- _Exercise objective_
Pick out every line in the listing below that contains the string "door" and copy each one. Case counts.

* BEGIN *

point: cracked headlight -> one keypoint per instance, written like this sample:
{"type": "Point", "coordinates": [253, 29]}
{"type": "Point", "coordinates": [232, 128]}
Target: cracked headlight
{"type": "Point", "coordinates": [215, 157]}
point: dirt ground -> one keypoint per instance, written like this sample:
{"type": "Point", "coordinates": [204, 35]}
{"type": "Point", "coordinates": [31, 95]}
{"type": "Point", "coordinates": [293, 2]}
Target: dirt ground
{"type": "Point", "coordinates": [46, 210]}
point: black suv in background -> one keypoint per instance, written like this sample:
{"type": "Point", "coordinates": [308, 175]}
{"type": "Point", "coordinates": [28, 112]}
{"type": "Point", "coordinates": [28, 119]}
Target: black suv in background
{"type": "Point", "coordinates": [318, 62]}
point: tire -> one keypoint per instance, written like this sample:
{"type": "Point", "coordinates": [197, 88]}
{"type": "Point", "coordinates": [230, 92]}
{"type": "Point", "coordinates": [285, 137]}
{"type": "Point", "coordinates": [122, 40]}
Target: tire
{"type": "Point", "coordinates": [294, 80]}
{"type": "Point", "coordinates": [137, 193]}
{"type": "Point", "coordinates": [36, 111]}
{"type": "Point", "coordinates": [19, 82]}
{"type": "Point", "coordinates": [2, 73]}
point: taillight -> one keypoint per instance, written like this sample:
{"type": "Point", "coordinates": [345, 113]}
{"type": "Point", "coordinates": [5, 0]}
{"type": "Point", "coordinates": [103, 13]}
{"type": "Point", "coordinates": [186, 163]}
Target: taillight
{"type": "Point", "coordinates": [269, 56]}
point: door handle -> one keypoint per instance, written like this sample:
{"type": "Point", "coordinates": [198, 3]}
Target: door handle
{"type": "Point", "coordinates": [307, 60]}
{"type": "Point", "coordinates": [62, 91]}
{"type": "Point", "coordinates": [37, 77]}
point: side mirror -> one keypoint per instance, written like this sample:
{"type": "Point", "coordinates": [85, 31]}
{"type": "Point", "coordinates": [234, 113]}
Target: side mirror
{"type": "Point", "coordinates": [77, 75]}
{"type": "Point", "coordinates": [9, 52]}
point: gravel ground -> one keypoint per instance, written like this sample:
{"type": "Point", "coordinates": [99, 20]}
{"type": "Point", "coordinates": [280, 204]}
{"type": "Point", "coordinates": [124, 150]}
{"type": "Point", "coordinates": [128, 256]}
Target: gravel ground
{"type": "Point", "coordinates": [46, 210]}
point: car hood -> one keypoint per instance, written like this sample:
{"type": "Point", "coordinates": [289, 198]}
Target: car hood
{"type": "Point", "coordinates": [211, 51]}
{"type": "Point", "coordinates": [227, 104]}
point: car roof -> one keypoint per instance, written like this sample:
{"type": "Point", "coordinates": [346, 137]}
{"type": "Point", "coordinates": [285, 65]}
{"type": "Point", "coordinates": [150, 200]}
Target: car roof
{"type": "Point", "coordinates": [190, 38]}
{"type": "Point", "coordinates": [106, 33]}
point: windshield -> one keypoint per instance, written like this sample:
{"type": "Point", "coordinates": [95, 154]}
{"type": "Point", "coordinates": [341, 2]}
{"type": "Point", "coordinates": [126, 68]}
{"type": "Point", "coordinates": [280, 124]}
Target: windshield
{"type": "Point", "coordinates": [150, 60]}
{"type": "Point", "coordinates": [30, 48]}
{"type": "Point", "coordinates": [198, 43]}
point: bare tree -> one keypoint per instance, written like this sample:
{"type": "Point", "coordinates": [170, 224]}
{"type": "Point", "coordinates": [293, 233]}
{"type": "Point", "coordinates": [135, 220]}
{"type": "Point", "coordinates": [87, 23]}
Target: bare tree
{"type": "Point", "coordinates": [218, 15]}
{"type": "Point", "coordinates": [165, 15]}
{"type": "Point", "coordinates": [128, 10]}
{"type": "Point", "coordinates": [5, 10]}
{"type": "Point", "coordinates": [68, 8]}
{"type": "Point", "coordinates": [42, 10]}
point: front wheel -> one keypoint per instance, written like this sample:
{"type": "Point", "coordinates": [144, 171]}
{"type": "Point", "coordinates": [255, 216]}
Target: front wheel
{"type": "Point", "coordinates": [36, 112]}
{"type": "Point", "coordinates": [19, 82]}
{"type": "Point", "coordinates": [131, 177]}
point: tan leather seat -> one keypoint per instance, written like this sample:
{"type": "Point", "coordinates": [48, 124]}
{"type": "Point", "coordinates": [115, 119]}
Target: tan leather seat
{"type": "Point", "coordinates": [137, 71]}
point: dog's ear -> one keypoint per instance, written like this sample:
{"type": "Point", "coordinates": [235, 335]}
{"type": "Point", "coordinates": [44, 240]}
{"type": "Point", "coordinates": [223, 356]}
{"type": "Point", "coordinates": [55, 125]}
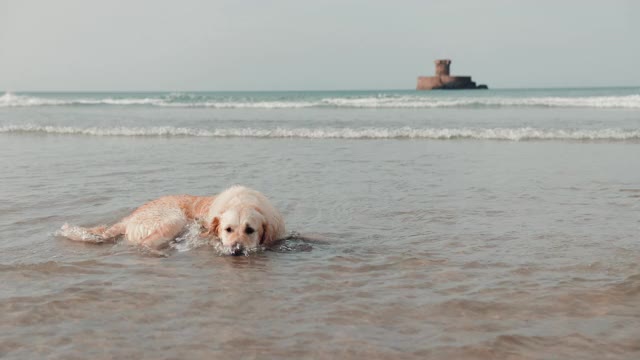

* END *

- _Finished answer_
point: door handle -> one keypoint per instance, written like this sample:
Target: door handle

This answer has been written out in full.